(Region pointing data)
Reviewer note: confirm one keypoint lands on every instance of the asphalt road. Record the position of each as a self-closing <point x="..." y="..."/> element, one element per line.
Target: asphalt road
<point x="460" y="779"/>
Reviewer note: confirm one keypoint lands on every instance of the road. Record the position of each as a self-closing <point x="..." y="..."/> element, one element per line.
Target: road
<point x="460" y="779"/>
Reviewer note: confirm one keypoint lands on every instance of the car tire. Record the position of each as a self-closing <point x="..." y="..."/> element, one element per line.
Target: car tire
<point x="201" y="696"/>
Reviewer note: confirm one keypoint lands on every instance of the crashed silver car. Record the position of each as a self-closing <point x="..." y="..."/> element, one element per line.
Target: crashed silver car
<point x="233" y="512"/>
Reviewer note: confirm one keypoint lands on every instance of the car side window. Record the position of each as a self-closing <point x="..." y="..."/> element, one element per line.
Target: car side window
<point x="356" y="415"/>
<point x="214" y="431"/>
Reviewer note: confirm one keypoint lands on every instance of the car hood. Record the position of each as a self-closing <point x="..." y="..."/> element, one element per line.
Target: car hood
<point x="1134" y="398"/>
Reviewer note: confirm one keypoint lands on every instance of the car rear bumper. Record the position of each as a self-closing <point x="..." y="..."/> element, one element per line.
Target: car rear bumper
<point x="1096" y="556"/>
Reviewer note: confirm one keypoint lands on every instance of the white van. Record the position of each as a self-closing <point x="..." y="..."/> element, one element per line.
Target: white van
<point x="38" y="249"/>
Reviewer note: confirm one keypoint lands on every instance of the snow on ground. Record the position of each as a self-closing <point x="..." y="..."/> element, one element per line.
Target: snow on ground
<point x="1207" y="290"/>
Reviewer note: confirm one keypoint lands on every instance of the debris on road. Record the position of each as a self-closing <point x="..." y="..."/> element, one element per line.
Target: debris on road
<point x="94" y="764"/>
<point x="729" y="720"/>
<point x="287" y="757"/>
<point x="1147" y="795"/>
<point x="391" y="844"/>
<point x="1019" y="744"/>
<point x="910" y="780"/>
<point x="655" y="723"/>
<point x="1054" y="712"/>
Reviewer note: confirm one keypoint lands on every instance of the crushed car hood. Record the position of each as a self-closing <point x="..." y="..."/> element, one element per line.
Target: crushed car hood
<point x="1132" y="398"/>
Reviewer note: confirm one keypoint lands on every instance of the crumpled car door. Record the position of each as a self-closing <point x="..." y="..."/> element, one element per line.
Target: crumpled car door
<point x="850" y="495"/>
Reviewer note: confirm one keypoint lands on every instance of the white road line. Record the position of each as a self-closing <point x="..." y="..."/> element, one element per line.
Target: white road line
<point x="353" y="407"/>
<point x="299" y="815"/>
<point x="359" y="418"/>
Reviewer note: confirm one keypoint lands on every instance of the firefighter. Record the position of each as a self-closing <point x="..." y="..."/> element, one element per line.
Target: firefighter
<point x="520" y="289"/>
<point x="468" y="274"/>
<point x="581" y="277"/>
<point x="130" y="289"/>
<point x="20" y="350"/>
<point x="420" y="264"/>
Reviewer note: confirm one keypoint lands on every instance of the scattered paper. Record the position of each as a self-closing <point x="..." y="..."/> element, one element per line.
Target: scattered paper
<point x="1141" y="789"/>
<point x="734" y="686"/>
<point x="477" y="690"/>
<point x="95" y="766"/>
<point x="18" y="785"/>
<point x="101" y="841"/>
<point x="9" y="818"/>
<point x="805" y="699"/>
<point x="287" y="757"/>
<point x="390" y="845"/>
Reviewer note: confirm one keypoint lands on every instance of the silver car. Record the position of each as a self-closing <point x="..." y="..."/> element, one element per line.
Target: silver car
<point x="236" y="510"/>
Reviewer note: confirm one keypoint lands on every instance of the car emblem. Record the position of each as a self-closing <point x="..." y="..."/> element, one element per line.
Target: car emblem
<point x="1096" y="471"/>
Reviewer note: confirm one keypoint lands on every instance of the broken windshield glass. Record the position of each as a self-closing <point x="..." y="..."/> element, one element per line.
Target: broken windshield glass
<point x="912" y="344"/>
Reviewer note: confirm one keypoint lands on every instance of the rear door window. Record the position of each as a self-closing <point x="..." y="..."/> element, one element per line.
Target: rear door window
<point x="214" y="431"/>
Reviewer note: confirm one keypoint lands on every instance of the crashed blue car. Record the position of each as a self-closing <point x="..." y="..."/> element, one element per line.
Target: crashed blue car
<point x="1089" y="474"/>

#### YOUR GOAL:
Start with the line that contains "Target: white road line", end with the last line of the entries, and please retype every line in that span exactly, with no others.

#### SOLUTION TO THIS TASK:
Target: white road line
<point x="353" y="407"/>
<point x="299" y="815"/>
<point x="359" y="418"/>
Reviewer note: confirm one keypoint lands on every instance of the firefighter. Record the position of each as a self-closing <point x="..." y="..."/> element, one element per line.
Target: firefighter
<point x="520" y="289"/>
<point x="468" y="274"/>
<point x="581" y="277"/>
<point x="130" y="289"/>
<point x="20" y="350"/>
<point x="420" y="264"/>
Reviewer note: confirm one keypoint lands on every instance of the scattered paper. Record the position of each as a self-closing <point x="..." y="..."/> element, one element per line.
Target: scattered paper
<point x="1141" y="789"/>
<point x="734" y="686"/>
<point x="477" y="690"/>
<point x="95" y="766"/>
<point x="18" y="785"/>
<point x="101" y="841"/>
<point x="9" y="818"/>
<point x="805" y="699"/>
<point x="287" y="757"/>
<point x="390" y="845"/>
Reviewer note: confirm one keypoint lands on every instance of the silver car. Record the position of each as a self-closing <point x="..." y="..."/> element, one element per line.
Target: silver car
<point x="236" y="510"/>
Reviewer note: confirm one keypoint lands on every instance of the car emblem. Record the position of each as a self-closing <point x="..." y="..."/> element, one element per line.
Target: car emblem
<point x="1096" y="471"/>
Reviewer note: confirm one keypoint lands on every instance of the broken windshield glass. Record the position of each as a self-closing <point x="..." y="..."/> element, one element per line.
Target: broken windshield glass
<point x="912" y="344"/>
Reviewer note: confirm one keypoint lands on every instance of the rear door window. Record the position of each as a self-closing <point x="..." y="..."/> element, one element per line.
Target: rear door window
<point x="214" y="431"/>
Reviewer note: confirm one keypoint lands on every instance of the crashed blue car. Record the position of each as a self-closing <point x="..." y="..."/> element, one element per line.
Target: crashed blue car
<point x="1089" y="474"/>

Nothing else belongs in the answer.